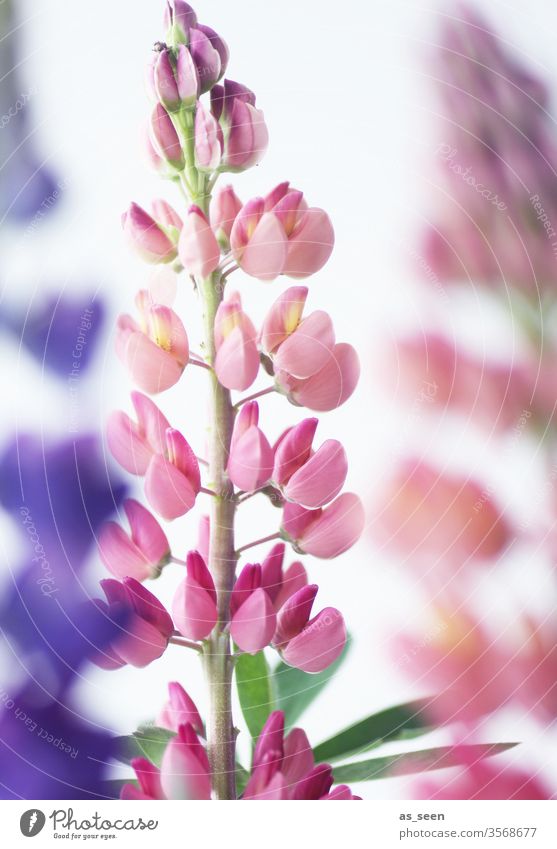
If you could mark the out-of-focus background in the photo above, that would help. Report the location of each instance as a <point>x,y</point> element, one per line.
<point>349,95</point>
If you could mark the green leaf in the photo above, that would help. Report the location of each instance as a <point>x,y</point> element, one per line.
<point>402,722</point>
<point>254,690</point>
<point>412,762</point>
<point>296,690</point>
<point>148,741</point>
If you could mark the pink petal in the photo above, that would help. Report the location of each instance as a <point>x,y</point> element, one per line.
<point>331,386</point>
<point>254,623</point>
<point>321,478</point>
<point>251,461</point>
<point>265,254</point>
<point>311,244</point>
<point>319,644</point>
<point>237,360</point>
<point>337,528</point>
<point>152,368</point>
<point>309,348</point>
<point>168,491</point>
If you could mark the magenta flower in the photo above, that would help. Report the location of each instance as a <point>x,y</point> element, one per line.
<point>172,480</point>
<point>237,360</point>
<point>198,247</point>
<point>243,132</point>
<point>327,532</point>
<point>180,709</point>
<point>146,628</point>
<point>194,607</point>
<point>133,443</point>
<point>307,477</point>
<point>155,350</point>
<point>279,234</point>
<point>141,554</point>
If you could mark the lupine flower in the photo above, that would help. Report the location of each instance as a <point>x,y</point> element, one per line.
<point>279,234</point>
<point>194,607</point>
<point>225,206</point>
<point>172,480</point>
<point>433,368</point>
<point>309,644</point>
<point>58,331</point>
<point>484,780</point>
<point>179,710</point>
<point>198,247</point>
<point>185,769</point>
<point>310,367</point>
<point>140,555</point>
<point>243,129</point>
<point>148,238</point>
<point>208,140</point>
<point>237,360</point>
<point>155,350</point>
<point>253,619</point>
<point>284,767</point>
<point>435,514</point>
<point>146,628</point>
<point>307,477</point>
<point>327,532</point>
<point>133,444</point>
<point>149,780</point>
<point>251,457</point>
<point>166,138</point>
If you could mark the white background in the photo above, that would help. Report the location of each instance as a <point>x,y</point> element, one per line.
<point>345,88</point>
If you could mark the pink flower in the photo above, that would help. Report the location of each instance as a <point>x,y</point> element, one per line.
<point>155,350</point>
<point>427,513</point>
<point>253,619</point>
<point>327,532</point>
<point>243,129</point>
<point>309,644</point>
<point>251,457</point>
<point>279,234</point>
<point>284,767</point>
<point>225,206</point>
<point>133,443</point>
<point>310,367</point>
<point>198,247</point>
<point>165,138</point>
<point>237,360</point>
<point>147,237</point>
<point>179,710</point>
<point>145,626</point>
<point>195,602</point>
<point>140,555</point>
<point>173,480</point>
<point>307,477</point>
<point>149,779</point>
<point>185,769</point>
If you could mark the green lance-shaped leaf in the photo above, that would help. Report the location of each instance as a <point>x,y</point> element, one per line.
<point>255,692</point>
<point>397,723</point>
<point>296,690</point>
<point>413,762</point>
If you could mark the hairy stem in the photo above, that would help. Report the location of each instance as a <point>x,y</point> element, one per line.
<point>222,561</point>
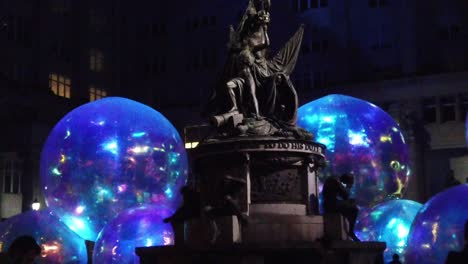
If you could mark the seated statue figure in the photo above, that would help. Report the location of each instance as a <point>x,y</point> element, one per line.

■ ■ ■ ■

**THE PROBLEM:** Give back the data verbatim. The pictures are not part of the copy.

**TASK RESPONSE:**
If you could mark the out-of-focus background in the photo above, that would help. Report the location of each instance as a <point>x,y</point> element, one per line.
<point>349,95</point>
If you could mark the green leaf in the photo above, that would help. Report the location of each instance as a <point>x,y</point> element, one per line.
<point>402,722</point>
<point>254,690</point>
<point>412,762</point>
<point>296,690</point>
<point>148,741</point>
If you could mark the pink petal in the photo above, that would help. Report the location of each instance as a <point>x,y</point> element, one per line.
<point>331,386</point>
<point>254,623</point>
<point>321,478</point>
<point>251,461</point>
<point>265,254</point>
<point>311,244</point>
<point>319,644</point>
<point>237,360</point>
<point>337,528</point>
<point>152,368</point>
<point>309,348</point>
<point>168,491</point>
If you could mark the magenta flower in the photo above, that would help. Report the location of each instance as a <point>x,y</point> element, one per line.
<point>172,480</point>
<point>237,360</point>
<point>198,247</point>
<point>243,132</point>
<point>327,532</point>
<point>180,709</point>
<point>146,628</point>
<point>194,607</point>
<point>133,443</point>
<point>307,477</point>
<point>155,350</point>
<point>279,234</point>
<point>141,554</point>
If you could mark the lupine flower in the photo above, that would help. Report the location of each instance as a <point>x,y</point> element, one per line.
<point>279,234</point>
<point>194,607</point>
<point>225,206</point>
<point>172,480</point>
<point>433,368</point>
<point>309,644</point>
<point>58,331</point>
<point>484,780</point>
<point>179,710</point>
<point>198,247</point>
<point>185,769</point>
<point>310,367</point>
<point>140,555</point>
<point>243,129</point>
<point>148,238</point>
<point>208,140</point>
<point>237,360</point>
<point>155,350</point>
<point>253,619</point>
<point>284,767</point>
<point>435,514</point>
<point>146,628</point>
<point>307,477</point>
<point>327,532</point>
<point>133,444</point>
<point>149,780</point>
<point>251,457</point>
<point>166,138</point>
If you could mark the white background in the photo above, that would help. Report the location of each instance as a <point>x,y</point> element, one per line.
<point>345,88</point>
If you could mark the pink flower in the photo above, that would help. Report the location of each instance as a <point>x,y</point> element, one per line.
<point>155,350</point>
<point>427,513</point>
<point>253,619</point>
<point>327,532</point>
<point>243,129</point>
<point>309,644</point>
<point>251,457</point>
<point>279,234</point>
<point>284,767</point>
<point>225,206</point>
<point>133,443</point>
<point>310,367</point>
<point>198,247</point>
<point>165,138</point>
<point>237,360</point>
<point>147,237</point>
<point>179,710</point>
<point>145,626</point>
<point>195,602</point>
<point>140,555</point>
<point>173,480</point>
<point>307,477</point>
<point>149,779</point>
<point>185,769</point>
If you could mark the green lance-shaped leaf in the photo above, that would help. Report the location of each instance as a <point>x,y</point> element, one per line.
<point>255,692</point>
<point>397,723</point>
<point>296,690</point>
<point>413,762</point>
If you could mark the hairy stem in the photo above, that would help. Report the location of each instance as a <point>x,y</point> element, one per line.
<point>222,561</point>
If you could mark the seated statue figure in the photo above, that would help. Report the location of each instance as a <point>x,y</point> element, one per line.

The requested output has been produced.